Locate the line that contains "carved scroll pattern.". Copy it and every following line through the end of the records, exactly, and include nothing else.

[Saved entries]
------------------------

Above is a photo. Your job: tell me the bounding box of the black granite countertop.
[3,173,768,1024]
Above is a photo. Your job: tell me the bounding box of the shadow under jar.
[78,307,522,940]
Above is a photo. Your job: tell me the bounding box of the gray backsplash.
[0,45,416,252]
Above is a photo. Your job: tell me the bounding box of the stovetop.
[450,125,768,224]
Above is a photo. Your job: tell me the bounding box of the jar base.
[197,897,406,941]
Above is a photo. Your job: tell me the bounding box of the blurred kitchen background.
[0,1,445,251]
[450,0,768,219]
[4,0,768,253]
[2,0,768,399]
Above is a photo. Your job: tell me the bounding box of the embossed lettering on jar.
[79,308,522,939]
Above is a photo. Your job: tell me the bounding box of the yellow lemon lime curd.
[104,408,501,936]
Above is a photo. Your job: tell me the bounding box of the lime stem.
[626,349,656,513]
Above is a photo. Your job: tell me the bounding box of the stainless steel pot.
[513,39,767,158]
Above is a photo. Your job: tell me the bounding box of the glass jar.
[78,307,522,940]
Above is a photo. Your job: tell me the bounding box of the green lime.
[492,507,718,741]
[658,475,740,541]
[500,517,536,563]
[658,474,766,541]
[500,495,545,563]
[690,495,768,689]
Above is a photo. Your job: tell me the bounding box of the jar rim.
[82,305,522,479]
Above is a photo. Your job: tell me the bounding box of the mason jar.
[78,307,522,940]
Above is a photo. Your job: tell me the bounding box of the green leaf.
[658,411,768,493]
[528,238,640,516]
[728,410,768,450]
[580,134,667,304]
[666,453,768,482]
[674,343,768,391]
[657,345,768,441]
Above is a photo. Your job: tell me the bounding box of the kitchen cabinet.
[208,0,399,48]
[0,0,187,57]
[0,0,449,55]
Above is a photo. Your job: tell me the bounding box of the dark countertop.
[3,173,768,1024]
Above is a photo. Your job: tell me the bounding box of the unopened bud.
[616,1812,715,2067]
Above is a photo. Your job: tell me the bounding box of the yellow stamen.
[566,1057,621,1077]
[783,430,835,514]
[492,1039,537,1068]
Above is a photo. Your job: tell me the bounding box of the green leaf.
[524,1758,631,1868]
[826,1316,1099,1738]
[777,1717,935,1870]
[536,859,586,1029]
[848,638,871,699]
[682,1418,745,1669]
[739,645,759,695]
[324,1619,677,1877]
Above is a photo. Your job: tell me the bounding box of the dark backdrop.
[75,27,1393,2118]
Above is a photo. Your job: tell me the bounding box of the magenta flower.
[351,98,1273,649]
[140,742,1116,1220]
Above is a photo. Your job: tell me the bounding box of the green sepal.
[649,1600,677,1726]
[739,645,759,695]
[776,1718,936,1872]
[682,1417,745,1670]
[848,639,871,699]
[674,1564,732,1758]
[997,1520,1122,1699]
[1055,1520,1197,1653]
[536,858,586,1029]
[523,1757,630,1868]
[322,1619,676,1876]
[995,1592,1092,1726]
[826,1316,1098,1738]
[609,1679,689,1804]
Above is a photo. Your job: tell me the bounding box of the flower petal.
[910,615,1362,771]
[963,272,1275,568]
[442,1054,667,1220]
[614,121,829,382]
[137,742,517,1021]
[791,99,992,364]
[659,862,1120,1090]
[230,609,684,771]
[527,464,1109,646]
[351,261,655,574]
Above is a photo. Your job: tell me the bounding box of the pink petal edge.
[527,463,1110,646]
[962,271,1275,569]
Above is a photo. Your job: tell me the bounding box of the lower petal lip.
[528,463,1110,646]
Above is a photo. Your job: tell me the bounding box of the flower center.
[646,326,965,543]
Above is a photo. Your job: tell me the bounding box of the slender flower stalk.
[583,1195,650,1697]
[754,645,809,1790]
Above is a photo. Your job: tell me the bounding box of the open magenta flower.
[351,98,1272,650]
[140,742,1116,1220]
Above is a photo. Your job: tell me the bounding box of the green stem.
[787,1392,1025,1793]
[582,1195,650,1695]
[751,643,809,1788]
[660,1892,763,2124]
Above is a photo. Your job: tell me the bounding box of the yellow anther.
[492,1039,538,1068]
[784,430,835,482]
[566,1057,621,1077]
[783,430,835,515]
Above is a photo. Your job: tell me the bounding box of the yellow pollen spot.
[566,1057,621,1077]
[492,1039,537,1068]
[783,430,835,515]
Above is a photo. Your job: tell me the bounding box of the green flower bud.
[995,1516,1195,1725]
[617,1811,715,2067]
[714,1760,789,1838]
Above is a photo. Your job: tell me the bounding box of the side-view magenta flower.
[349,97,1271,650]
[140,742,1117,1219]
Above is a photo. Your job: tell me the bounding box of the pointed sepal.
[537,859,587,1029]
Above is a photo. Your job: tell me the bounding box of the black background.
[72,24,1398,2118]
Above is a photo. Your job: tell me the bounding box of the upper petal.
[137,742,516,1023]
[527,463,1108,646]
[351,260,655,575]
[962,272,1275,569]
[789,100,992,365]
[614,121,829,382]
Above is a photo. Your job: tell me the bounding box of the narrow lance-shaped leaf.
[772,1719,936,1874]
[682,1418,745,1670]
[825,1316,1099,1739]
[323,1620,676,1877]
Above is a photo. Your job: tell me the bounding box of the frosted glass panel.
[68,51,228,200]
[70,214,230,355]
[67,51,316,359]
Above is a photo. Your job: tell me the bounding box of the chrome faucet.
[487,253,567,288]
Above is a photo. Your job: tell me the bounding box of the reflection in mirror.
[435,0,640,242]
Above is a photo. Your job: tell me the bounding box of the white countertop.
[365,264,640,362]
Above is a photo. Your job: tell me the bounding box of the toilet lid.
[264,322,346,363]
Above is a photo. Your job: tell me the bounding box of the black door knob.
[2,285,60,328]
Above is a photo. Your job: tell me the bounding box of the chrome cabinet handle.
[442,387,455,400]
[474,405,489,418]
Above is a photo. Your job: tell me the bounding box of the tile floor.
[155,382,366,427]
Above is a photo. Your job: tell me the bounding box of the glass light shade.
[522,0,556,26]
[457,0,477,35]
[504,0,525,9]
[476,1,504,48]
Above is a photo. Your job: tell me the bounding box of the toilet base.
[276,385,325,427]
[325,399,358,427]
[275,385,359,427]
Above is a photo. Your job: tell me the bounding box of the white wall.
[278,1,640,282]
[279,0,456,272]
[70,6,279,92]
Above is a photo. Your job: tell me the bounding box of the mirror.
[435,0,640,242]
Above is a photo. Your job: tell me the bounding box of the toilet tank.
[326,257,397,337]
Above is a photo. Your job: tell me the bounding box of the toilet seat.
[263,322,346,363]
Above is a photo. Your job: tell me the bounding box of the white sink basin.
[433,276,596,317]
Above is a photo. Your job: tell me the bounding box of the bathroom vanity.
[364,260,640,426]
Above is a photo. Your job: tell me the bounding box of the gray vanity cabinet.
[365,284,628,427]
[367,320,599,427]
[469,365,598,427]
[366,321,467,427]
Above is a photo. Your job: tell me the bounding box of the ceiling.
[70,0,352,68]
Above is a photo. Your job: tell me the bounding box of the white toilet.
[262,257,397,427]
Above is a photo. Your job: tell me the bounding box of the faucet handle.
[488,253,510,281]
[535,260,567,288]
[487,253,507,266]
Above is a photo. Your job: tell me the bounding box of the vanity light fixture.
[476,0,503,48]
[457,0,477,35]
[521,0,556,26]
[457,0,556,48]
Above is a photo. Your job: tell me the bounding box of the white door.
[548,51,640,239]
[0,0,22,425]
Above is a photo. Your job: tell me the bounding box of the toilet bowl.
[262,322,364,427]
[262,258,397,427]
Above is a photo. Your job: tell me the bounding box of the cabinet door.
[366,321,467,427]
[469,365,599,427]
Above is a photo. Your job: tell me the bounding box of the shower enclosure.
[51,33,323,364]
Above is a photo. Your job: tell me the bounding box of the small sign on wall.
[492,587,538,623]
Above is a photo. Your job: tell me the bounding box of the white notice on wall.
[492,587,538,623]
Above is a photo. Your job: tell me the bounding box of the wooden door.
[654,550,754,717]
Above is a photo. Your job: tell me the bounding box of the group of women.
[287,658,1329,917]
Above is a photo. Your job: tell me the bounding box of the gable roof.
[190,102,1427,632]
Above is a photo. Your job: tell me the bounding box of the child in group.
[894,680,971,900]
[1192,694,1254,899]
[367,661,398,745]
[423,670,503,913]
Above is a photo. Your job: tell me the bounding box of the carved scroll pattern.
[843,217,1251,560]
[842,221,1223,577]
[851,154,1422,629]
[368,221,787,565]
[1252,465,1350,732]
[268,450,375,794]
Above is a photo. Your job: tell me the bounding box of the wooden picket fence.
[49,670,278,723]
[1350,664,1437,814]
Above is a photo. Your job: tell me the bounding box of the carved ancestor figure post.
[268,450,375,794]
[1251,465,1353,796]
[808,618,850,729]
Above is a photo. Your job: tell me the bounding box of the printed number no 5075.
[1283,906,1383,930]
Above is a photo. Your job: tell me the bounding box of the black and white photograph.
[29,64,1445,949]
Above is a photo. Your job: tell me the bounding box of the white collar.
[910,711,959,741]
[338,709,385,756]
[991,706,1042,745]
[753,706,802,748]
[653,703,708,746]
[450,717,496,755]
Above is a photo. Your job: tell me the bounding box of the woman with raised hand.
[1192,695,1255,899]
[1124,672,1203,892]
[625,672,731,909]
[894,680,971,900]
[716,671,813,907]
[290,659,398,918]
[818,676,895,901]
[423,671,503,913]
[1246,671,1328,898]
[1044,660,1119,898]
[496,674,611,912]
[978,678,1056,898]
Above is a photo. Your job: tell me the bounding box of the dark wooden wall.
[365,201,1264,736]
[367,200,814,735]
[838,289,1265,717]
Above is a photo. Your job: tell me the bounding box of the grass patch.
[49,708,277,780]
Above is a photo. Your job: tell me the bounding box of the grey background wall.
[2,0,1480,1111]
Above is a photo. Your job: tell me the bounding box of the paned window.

------------------------

* _Problem solution_
Above is a photo. Your job: tell me the bounding box of the carved scroll pattern.
[843,217,1251,560]
[842,221,1223,577]
[851,154,1422,629]
[368,221,787,565]
[1252,465,1350,732]
[268,450,375,794]
Above is a photo. Your job: tell me the bounding box of the wooden picket fence.
[49,670,278,723]
[1350,664,1437,814]
Above is a photo. Your job: tell me the bounding box of the carved ancestor figure post.
[268,450,375,794]
[1251,465,1353,796]
[808,618,850,729]
Above is a photo. Your job: tell me the bounding box of the printed number no 5075.
[1283,906,1383,930]
Above is a photo. Your job: tell me the bounding box of the black and white photograph.
[29,64,1445,949]
Above is a photo. Your job: tell me the bounding box of the white collar.
[910,711,959,741]
[338,709,385,756]
[991,706,1042,745]
[753,706,802,748]
[653,703,708,746]
[450,717,496,755]
Above is a photo. Your job: tell me the bounding box of the woman with raised hand.
[1192,695,1255,899]
[1124,672,1203,892]
[625,672,731,909]
[894,680,971,900]
[716,671,813,907]
[290,659,398,918]
[818,676,895,901]
[423,671,503,913]
[1246,671,1328,898]
[1044,660,1119,898]
[496,674,611,912]
[978,678,1056,898]
Above is a photo. Your job: tell me the bounding box of the dark wooden wall.
[365,201,1264,736]
[367,200,814,735]
[838,289,1265,717]
Above is a photo. Your job: tell me the bounding box of the grass patch.
[49,708,277,780]
Above is a photo. Your job: tell me the bounding box of the grey background wall.
[2,0,1480,1111]
Above is a photo. Your job: tell me the bounding box of the paned window.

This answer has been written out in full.